> _Exercise goal_
Please return the listing below from the line with "driver in cab" through its last line, exactly, and include nothing else.

*** Recorded data Section Begins ***

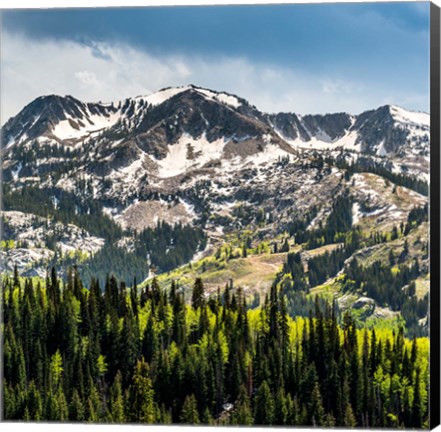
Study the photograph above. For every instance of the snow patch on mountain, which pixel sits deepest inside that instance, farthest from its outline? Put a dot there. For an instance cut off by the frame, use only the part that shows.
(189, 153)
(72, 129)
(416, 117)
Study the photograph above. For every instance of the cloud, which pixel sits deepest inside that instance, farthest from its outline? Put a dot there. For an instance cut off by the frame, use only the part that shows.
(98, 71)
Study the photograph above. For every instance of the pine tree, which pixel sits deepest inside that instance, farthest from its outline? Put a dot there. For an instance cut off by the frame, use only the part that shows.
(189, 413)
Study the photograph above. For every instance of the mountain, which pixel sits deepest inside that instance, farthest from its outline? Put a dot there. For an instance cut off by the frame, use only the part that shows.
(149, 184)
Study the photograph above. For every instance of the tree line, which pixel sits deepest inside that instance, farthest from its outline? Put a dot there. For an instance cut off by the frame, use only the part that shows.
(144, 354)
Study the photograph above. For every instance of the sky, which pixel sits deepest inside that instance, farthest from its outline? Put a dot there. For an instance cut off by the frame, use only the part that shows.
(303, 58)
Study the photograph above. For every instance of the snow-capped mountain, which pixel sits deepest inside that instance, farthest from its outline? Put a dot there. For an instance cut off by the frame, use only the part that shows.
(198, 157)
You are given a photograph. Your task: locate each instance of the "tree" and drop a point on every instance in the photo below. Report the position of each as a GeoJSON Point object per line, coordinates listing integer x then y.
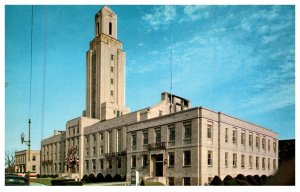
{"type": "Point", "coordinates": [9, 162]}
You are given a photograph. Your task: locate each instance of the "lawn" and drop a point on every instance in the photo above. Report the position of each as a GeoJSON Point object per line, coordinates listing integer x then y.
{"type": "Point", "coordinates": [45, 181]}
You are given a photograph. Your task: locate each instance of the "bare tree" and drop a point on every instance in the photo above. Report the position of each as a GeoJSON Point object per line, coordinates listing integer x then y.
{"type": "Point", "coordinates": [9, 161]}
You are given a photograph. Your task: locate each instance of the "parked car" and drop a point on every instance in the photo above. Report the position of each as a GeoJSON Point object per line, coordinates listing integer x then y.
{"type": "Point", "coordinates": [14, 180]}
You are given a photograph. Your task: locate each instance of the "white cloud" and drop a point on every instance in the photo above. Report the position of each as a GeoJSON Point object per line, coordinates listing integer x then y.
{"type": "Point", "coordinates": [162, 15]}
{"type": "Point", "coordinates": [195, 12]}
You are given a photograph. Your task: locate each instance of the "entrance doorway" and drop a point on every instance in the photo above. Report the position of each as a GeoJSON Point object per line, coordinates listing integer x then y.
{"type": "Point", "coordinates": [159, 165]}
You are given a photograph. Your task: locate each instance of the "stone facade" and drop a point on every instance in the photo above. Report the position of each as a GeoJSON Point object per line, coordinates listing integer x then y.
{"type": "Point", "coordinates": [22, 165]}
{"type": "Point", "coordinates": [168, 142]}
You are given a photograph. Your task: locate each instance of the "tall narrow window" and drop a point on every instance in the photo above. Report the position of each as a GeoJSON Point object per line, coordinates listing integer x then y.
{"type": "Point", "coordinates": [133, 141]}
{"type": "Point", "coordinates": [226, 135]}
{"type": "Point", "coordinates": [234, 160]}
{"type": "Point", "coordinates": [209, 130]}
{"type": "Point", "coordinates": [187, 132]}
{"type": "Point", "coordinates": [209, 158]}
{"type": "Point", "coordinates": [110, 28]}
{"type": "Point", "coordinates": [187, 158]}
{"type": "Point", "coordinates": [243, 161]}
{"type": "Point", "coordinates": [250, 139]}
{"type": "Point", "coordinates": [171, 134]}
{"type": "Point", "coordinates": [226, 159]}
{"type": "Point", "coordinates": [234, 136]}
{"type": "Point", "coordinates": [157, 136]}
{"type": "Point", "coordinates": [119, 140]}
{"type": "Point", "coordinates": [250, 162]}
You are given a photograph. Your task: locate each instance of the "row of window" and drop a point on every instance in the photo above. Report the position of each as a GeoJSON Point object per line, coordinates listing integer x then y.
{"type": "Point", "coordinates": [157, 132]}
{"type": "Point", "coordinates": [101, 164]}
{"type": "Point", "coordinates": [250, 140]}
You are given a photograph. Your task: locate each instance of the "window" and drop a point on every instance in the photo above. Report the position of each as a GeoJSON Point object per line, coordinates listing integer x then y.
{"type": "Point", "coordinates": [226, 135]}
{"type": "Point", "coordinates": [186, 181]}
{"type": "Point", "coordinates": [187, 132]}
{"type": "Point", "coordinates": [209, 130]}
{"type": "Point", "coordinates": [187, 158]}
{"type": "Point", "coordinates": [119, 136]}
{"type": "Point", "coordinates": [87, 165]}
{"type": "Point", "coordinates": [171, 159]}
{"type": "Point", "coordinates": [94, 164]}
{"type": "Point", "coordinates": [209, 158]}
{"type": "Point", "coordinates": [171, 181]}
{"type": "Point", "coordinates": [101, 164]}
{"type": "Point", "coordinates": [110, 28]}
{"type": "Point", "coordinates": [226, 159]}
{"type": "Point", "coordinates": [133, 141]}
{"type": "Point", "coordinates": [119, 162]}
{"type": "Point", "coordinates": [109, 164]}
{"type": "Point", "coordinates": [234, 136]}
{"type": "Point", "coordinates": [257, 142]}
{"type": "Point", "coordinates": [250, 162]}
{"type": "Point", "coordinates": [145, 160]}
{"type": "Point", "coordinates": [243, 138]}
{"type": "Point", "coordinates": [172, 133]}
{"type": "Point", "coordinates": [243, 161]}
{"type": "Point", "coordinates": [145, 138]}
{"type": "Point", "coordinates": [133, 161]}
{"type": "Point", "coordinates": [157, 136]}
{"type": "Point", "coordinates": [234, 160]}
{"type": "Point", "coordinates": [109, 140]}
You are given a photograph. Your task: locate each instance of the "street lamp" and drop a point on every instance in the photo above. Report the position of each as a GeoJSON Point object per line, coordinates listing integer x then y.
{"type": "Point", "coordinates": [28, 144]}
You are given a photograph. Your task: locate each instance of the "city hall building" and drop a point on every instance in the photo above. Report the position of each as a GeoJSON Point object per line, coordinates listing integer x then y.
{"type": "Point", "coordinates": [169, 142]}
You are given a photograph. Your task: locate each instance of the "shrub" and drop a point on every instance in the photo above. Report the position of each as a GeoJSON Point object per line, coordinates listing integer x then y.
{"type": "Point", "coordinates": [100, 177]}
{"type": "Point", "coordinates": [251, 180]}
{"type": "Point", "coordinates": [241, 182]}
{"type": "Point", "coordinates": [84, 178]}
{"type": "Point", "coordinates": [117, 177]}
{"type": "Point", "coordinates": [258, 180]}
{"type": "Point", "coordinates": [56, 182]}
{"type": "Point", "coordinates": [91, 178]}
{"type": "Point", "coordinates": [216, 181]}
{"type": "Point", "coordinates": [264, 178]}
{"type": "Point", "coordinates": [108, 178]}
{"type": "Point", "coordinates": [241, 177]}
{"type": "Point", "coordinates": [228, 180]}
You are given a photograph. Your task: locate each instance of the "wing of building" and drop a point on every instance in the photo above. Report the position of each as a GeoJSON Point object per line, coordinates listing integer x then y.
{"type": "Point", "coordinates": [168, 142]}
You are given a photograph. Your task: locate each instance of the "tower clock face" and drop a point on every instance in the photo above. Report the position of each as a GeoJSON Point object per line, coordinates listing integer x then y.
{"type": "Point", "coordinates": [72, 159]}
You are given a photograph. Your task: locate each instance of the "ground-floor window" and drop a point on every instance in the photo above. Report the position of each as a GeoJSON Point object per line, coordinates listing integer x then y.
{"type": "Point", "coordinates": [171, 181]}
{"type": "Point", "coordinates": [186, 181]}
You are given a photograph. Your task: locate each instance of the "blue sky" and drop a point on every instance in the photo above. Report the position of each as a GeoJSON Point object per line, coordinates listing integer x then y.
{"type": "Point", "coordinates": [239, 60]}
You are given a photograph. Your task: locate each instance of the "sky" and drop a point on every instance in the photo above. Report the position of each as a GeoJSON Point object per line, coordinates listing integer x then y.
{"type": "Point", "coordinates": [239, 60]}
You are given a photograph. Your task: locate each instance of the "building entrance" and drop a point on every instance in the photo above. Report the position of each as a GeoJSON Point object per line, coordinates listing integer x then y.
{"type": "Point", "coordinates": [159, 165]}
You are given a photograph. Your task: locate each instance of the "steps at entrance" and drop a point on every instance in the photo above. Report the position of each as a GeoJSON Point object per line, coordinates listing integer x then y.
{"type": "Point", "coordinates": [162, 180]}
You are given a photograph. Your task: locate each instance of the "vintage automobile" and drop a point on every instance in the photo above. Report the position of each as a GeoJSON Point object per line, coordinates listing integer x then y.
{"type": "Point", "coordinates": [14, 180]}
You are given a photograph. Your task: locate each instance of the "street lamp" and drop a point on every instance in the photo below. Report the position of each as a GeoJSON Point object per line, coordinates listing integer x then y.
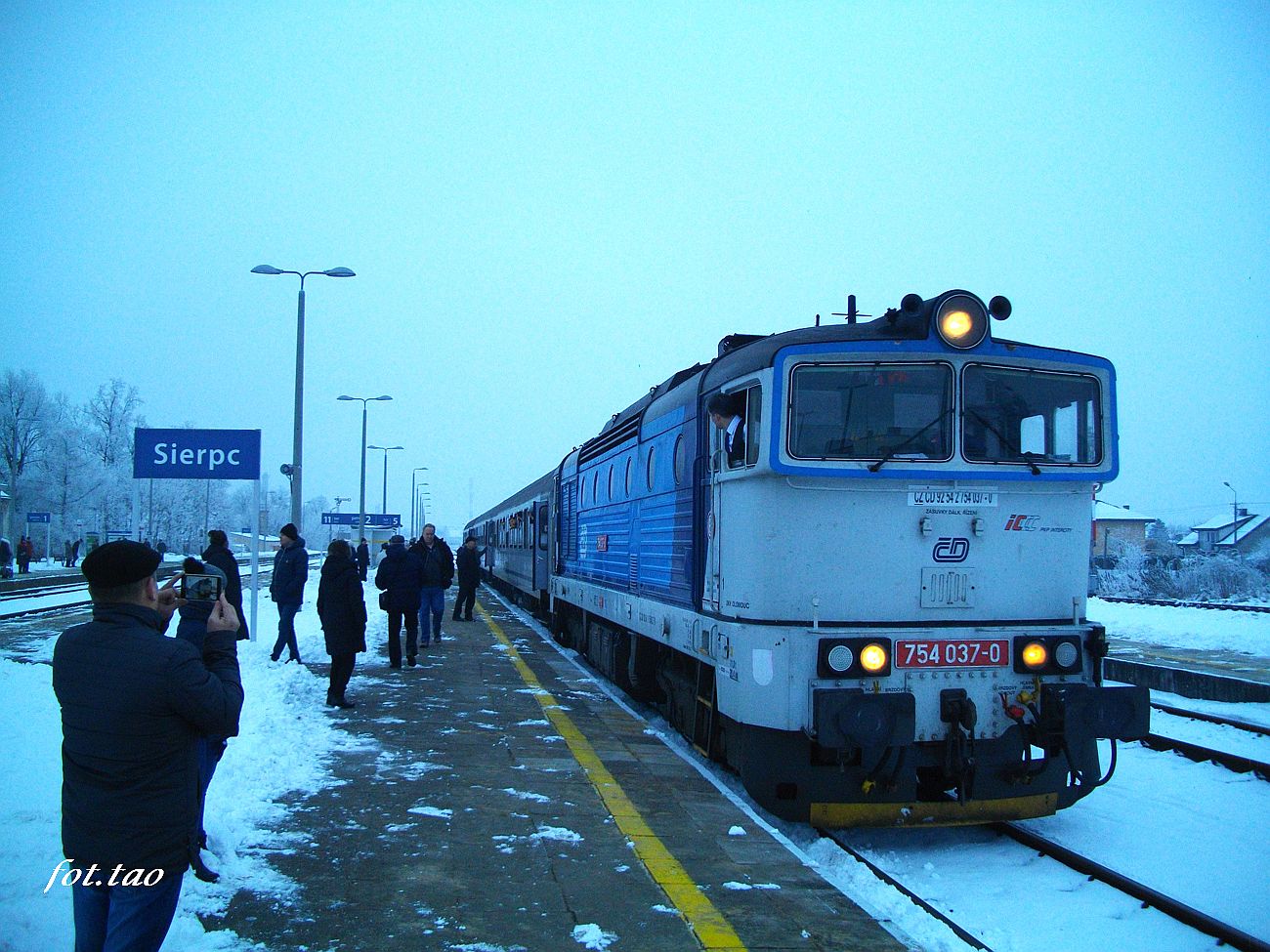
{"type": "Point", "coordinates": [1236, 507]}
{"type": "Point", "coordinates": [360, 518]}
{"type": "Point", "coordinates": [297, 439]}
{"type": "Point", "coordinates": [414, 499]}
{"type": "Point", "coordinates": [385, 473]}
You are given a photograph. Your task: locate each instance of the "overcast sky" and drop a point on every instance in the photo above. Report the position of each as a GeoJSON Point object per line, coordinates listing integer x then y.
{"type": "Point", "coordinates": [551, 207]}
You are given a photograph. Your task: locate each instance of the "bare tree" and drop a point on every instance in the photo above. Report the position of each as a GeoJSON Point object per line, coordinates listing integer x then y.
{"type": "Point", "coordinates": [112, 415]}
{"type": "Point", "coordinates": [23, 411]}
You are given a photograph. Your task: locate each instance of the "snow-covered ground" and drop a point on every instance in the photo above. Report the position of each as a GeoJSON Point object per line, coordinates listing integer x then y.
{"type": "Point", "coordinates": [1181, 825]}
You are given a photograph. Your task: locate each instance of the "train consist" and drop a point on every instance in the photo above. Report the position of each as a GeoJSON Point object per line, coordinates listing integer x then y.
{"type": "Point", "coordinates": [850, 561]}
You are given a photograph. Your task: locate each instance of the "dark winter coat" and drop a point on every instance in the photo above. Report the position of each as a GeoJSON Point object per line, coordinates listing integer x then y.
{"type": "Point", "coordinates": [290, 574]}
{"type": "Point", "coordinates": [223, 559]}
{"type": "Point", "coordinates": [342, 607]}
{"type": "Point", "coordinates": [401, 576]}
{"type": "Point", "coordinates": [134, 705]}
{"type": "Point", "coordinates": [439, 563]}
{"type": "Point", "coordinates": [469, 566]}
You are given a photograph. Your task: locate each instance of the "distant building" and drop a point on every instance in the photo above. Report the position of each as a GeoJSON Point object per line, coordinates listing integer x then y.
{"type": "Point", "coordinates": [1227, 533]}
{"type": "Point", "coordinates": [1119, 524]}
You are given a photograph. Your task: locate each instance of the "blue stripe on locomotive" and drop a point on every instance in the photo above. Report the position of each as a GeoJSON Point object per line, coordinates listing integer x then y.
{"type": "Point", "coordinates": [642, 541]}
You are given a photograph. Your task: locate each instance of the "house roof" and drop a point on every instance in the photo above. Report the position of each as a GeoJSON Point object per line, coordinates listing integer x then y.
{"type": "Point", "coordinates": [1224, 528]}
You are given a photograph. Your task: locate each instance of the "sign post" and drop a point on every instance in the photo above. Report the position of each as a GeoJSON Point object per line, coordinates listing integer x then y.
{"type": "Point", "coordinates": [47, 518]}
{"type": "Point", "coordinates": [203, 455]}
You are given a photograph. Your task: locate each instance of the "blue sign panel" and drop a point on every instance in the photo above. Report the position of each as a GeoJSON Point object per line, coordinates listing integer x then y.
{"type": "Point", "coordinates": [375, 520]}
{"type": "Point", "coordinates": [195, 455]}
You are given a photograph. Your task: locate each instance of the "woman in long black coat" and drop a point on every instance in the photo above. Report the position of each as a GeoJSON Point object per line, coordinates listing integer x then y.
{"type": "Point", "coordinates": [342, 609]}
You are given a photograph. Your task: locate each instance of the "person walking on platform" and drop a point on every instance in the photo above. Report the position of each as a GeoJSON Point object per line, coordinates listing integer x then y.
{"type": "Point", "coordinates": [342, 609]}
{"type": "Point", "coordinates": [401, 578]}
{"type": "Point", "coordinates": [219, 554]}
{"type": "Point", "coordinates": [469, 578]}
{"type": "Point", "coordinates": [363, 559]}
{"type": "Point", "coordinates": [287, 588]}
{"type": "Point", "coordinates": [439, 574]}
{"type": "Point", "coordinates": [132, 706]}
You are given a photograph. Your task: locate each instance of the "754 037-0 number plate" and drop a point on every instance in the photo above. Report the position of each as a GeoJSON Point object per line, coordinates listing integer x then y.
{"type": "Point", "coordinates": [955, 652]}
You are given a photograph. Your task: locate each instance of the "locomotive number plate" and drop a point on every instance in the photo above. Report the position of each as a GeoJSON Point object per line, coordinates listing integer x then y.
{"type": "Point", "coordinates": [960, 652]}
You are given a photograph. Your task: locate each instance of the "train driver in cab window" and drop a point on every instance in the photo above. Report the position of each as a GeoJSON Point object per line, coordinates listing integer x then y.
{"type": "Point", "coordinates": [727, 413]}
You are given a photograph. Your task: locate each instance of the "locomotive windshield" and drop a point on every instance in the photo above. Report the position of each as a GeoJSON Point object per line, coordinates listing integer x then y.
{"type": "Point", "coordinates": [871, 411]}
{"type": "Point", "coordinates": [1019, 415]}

*** Recorded data Section Ends ***

> _Exercise response_
You are given a photograph. Your task: locate each instance of the "train driver in cab window" and drop a point on every instance in the photo above. Report the position of each as a GeoJSON Point object per line, coordinates listing integer x then y.
{"type": "Point", "coordinates": [727, 413]}
You are given a photograph. Your task: locate each instance of the "locomotive windshield" and drop a point on every instance in the photo above. Report the position of each as a GeoJSON Point object per line, coordinates listing integer x then y.
{"type": "Point", "coordinates": [871, 411]}
{"type": "Point", "coordinates": [1019, 415]}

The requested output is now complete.